Photo labels with boxes:
— start —
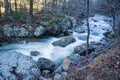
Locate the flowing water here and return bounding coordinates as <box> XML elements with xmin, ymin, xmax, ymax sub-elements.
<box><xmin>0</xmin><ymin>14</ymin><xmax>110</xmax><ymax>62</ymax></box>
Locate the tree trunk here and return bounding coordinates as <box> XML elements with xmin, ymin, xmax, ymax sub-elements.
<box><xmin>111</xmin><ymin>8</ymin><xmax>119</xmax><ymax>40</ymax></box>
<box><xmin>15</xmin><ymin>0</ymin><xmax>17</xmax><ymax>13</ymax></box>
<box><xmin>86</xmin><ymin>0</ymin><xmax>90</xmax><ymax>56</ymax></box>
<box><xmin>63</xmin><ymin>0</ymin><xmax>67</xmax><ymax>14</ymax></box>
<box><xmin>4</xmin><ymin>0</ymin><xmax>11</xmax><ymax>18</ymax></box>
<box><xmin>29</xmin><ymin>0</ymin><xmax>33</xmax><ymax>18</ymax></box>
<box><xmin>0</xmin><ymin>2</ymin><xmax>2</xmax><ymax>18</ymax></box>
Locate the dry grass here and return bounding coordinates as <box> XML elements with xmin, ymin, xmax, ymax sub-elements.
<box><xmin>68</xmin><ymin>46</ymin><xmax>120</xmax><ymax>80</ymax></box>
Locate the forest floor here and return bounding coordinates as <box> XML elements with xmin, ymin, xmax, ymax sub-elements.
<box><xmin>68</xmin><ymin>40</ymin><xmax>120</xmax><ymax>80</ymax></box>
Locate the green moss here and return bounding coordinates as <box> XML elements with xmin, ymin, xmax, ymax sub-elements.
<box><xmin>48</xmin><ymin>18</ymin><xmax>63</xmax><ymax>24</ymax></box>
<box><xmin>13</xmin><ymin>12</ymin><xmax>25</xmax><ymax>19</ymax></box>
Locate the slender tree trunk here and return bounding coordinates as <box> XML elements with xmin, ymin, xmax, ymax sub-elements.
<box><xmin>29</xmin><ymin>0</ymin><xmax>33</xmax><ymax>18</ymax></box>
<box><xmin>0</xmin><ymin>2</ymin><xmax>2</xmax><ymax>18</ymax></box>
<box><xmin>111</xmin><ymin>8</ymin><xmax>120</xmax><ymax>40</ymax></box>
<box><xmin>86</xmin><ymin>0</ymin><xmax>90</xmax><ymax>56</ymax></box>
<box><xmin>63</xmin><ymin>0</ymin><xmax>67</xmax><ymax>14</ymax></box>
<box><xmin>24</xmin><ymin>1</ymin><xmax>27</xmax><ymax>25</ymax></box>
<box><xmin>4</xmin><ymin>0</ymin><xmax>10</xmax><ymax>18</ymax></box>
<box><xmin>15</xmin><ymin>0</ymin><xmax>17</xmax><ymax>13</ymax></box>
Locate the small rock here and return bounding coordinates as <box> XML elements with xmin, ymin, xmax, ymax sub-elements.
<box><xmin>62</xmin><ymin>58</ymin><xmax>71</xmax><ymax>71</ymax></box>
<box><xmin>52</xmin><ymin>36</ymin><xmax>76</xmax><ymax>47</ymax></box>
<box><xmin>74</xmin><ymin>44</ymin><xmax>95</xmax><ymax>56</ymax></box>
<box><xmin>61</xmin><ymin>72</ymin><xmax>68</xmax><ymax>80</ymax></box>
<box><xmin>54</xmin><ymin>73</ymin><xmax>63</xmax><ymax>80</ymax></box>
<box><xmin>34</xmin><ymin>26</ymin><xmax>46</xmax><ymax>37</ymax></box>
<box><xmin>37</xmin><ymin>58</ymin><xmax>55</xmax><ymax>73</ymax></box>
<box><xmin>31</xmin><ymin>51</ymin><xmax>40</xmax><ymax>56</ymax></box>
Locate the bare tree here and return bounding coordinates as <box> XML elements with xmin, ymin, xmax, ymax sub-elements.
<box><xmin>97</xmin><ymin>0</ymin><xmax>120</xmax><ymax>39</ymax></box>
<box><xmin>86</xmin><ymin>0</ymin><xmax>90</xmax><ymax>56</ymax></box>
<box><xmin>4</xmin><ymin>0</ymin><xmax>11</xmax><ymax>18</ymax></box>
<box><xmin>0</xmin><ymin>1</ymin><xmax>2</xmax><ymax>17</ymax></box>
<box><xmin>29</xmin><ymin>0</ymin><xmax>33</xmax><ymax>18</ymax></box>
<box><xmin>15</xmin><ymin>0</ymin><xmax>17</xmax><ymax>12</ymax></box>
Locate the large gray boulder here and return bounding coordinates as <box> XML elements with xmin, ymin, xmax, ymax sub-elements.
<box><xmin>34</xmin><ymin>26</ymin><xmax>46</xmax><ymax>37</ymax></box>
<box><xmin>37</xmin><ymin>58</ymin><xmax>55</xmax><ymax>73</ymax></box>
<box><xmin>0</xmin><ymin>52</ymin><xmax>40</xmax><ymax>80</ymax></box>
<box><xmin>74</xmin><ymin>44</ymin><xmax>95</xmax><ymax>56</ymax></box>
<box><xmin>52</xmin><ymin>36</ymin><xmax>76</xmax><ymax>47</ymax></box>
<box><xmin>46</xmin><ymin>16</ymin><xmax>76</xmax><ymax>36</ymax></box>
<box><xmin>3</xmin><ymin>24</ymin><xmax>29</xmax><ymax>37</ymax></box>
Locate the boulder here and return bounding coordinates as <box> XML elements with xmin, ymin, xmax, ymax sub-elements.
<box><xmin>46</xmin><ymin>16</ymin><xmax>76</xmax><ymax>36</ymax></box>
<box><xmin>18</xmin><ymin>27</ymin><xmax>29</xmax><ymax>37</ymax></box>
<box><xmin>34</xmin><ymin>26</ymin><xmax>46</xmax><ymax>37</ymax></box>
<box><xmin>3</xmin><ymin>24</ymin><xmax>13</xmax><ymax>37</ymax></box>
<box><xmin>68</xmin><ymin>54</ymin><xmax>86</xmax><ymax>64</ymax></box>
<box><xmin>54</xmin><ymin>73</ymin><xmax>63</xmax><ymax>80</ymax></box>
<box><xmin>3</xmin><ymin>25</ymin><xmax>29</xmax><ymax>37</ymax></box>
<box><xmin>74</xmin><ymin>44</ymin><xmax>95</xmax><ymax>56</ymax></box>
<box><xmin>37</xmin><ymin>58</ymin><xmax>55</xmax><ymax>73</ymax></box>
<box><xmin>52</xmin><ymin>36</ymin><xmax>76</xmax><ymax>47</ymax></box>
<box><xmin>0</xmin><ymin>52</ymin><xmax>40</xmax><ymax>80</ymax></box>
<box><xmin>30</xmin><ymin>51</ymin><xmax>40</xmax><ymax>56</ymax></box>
— end —
### Aim
Print every line of the records above word for word, from the first to the last, but leave out the pictures.

### Full response
Locate the flowing water here and return bounding coordinates as <box> XML elements with xmin, ymin, xmax, ymax sub-elements.
<box><xmin>0</xmin><ymin>14</ymin><xmax>110</xmax><ymax>62</ymax></box>
Locate the tree trunk here and return bounding coordinates as <box> XML elements with xmin, ymin, xmax, ymax sub-elements.
<box><xmin>111</xmin><ymin>8</ymin><xmax>119</xmax><ymax>40</ymax></box>
<box><xmin>15</xmin><ymin>0</ymin><xmax>17</xmax><ymax>13</ymax></box>
<box><xmin>86</xmin><ymin>0</ymin><xmax>90</xmax><ymax>56</ymax></box>
<box><xmin>63</xmin><ymin>0</ymin><xmax>67</xmax><ymax>14</ymax></box>
<box><xmin>4</xmin><ymin>0</ymin><xmax>11</xmax><ymax>18</ymax></box>
<box><xmin>29</xmin><ymin>0</ymin><xmax>33</xmax><ymax>18</ymax></box>
<box><xmin>0</xmin><ymin>2</ymin><xmax>2</xmax><ymax>18</ymax></box>
Locate the dry grass here and return bounding coordinates as <box> XML elements with xmin, ymin, xmax, ymax sub-elements.
<box><xmin>68</xmin><ymin>46</ymin><xmax>120</xmax><ymax>80</ymax></box>
Locate the forest floor here and return bounding coordinates as <box> XML elements with xmin, ymin, xmax, ymax sub-elements.
<box><xmin>68</xmin><ymin>40</ymin><xmax>120</xmax><ymax>80</ymax></box>
Locate the green moss here and return bounding coordinates as <box> XML elements with xmin, ymin, xmax, ymax sub-elements.
<box><xmin>48</xmin><ymin>18</ymin><xmax>63</xmax><ymax>24</ymax></box>
<box><xmin>13</xmin><ymin>12</ymin><xmax>25</xmax><ymax>19</ymax></box>
Locate the slender tree trunk here and return bounding coordinates as <box> XML elements with xmin, ymin, xmax, ymax sub-elements.
<box><xmin>29</xmin><ymin>0</ymin><xmax>33</xmax><ymax>18</ymax></box>
<box><xmin>0</xmin><ymin>2</ymin><xmax>2</xmax><ymax>18</ymax></box>
<box><xmin>111</xmin><ymin>8</ymin><xmax>120</xmax><ymax>40</ymax></box>
<box><xmin>86</xmin><ymin>0</ymin><xmax>90</xmax><ymax>56</ymax></box>
<box><xmin>63</xmin><ymin>0</ymin><xmax>67</xmax><ymax>14</ymax></box>
<box><xmin>24</xmin><ymin>1</ymin><xmax>27</xmax><ymax>25</ymax></box>
<box><xmin>4</xmin><ymin>0</ymin><xmax>10</xmax><ymax>18</ymax></box>
<box><xmin>15</xmin><ymin>0</ymin><xmax>17</xmax><ymax>13</ymax></box>
Locate the small rock here and return bounding coordinates as <box> XML elements with xmin, ymin, xmax, ymax sub-elements.
<box><xmin>62</xmin><ymin>58</ymin><xmax>71</xmax><ymax>71</ymax></box>
<box><xmin>52</xmin><ymin>36</ymin><xmax>76</xmax><ymax>47</ymax></box>
<box><xmin>74</xmin><ymin>44</ymin><xmax>95</xmax><ymax>56</ymax></box>
<box><xmin>61</xmin><ymin>72</ymin><xmax>68</xmax><ymax>80</ymax></box>
<box><xmin>54</xmin><ymin>73</ymin><xmax>63</xmax><ymax>80</ymax></box>
<box><xmin>34</xmin><ymin>26</ymin><xmax>46</xmax><ymax>37</ymax></box>
<box><xmin>37</xmin><ymin>58</ymin><xmax>55</xmax><ymax>73</ymax></box>
<box><xmin>31</xmin><ymin>51</ymin><xmax>40</xmax><ymax>56</ymax></box>
Locate the bare tree here and return bounding coordinates as <box> XML elements with xmin, ymin, xmax, ymax sub-elements.
<box><xmin>97</xmin><ymin>0</ymin><xmax>120</xmax><ymax>39</ymax></box>
<box><xmin>86</xmin><ymin>0</ymin><xmax>90</xmax><ymax>56</ymax></box>
<box><xmin>4</xmin><ymin>0</ymin><xmax>11</xmax><ymax>18</ymax></box>
<box><xmin>0</xmin><ymin>1</ymin><xmax>2</xmax><ymax>17</ymax></box>
<box><xmin>29</xmin><ymin>0</ymin><xmax>33</xmax><ymax>18</ymax></box>
<box><xmin>15</xmin><ymin>0</ymin><xmax>17</xmax><ymax>12</ymax></box>
Locate the large gray boulder here and return bounding coordinates as <box> XML elements with xmin, ymin, xmax, ymax sub-elements.
<box><xmin>34</xmin><ymin>26</ymin><xmax>46</xmax><ymax>37</ymax></box>
<box><xmin>37</xmin><ymin>58</ymin><xmax>55</xmax><ymax>73</ymax></box>
<box><xmin>0</xmin><ymin>52</ymin><xmax>40</xmax><ymax>80</ymax></box>
<box><xmin>74</xmin><ymin>44</ymin><xmax>95</xmax><ymax>56</ymax></box>
<box><xmin>52</xmin><ymin>36</ymin><xmax>76</xmax><ymax>47</ymax></box>
<box><xmin>46</xmin><ymin>16</ymin><xmax>76</xmax><ymax>36</ymax></box>
<box><xmin>3</xmin><ymin>24</ymin><xmax>29</xmax><ymax>37</ymax></box>
Locate the boulder here and return bounding coordinates as <box> XML elements with xmin, ymin, xmax, ymax sub-elements.
<box><xmin>46</xmin><ymin>16</ymin><xmax>76</xmax><ymax>36</ymax></box>
<box><xmin>18</xmin><ymin>27</ymin><xmax>29</xmax><ymax>37</ymax></box>
<box><xmin>34</xmin><ymin>26</ymin><xmax>46</xmax><ymax>37</ymax></box>
<box><xmin>3</xmin><ymin>24</ymin><xmax>13</xmax><ymax>37</ymax></box>
<box><xmin>68</xmin><ymin>54</ymin><xmax>86</xmax><ymax>64</ymax></box>
<box><xmin>54</xmin><ymin>73</ymin><xmax>63</xmax><ymax>80</ymax></box>
<box><xmin>3</xmin><ymin>25</ymin><xmax>29</xmax><ymax>37</ymax></box>
<box><xmin>74</xmin><ymin>44</ymin><xmax>95</xmax><ymax>56</ymax></box>
<box><xmin>37</xmin><ymin>58</ymin><xmax>55</xmax><ymax>73</ymax></box>
<box><xmin>52</xmin><ymin>36</ymin><xmax>76</xmax><ymax>47</ymax></box>
<box><xmin>0</xmin><ymin>52</ymin><xmax>40</xmax><ymax>80</ymax></box>
<box><xmin>30</xmin><ymin>51</ymin><xmax>40</xmax><ymax>56</ymax></box>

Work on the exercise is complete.